(Stored items)
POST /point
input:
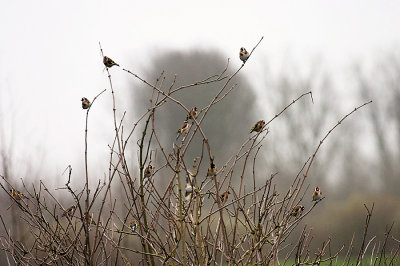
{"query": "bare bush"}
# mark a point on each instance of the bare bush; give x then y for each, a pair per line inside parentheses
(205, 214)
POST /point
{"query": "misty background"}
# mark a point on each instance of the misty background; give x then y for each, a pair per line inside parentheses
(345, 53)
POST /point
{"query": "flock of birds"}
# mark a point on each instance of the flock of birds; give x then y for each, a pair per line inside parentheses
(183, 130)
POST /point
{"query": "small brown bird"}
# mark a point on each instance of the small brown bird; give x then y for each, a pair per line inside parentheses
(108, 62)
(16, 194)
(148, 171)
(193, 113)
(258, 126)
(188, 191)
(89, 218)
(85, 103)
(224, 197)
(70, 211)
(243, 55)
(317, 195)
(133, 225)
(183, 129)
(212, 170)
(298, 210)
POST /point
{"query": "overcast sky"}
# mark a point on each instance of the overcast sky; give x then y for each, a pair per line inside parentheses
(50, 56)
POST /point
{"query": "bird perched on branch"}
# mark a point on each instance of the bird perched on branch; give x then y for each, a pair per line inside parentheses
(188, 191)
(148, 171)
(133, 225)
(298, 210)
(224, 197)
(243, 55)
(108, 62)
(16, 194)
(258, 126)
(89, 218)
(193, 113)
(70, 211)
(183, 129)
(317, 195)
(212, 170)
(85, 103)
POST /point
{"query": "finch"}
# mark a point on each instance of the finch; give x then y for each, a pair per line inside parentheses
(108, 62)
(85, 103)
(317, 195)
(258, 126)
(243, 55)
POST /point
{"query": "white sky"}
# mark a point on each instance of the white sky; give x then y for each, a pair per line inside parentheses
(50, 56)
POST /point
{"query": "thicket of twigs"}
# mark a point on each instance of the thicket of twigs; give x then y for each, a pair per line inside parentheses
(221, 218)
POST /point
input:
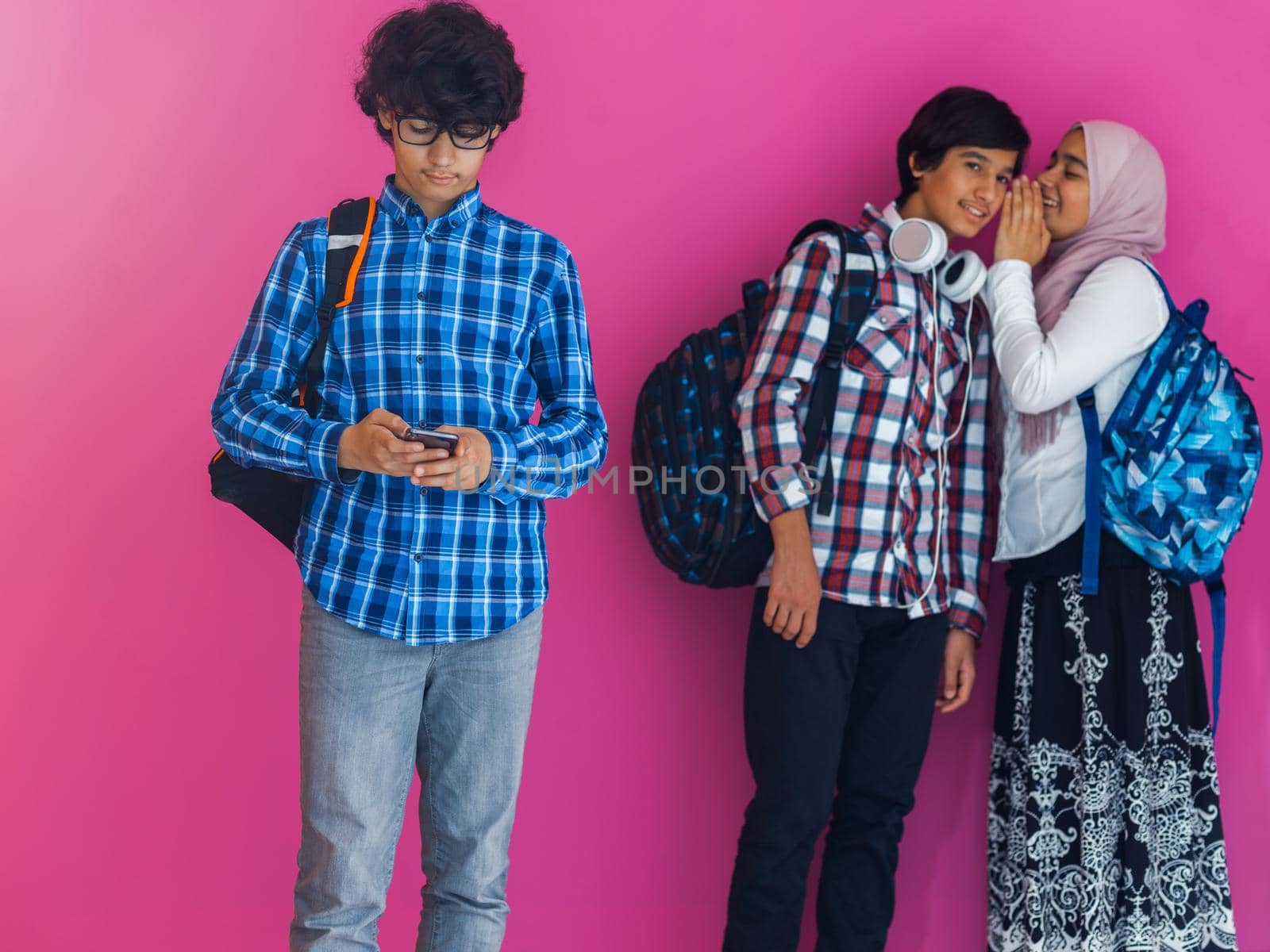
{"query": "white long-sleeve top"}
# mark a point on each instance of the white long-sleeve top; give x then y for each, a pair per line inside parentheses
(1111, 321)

Set exercise » Verbatim reproduction of every record is required; images are left out.

Result of the task »
POST /point
input:
{"query": "bare bush"}
# mark a point on each instance of the bare bush; give x then y for each, a pair per line inside parentheses
(205, 214)
POST /point
{"query": "misty background"}
# mark a point on each instance of the misty background; give x then y for each, a pair per line inside parentheses
(345, 53)
POST /point
{"query": "flock of birds"}
# mark a point on each instance of the flock of birds; give x then y for each, a pair per line inside parentheses
(183, 130)
POST /point
{"query": "small brown bird"}
# mark a point on each instance of the small brown bird; give x then y for each, a pair per line inside parentheses
(108, 62)
(16, 194)
(148, 171)
(193, 113)
(258, 126)
(188, 191)
(89, 218)
(85, 103)
(224, 197)
(70, 211)
(243, 55)
(317, 195)
(133, 225)
(183, 129)
(212, 170)
(298, 210)
POST /point
{"query": "overcast sky"}
# mark a point on each instance of the overcast sky; give x then y for each, a pair per line inside parentheses
(50, 56)
POST /point
{"query": "bird perched on branch"}
# mark a point on each instance of the bird perched on branch; give x then y for each, a pair per line inside parentheses
(188, 191)
(148, 171)
(133, 225)
(298, 210)
(224, 197)
(243, 55)
(108, 62)
(16, 194)
(258, 126)
(89, 218)
(193, 113)
(70, 211)
(183, 129)
(317, 195)
(212, 170)
(85, 103)
POST /point
{"query": "finch"}
# mark a point on each instance of the finch; give x then y for each, a pair per line inside parentheses
(108, 62)
(85, 103)
(317, 195)
(258, 126)
(243, 55)
POST /point
{"query": "white sky"}
# mark a point on each instance of the white sky; give x then y for each, a pair per line inside parentheses
(50, 56)
POST /point
{"query": "thicket of twigs"}
# mark a point on each instance of the thicket of twigs; give x then y for each, a pair per line inside parentheses
(221, 218)
POST /point
input:
{"query": "white long-sleeve top"}
# mark a point on each instance of the white long-sleeve top; give x then y for each, a pair per line inside parentheses
(1111, 321)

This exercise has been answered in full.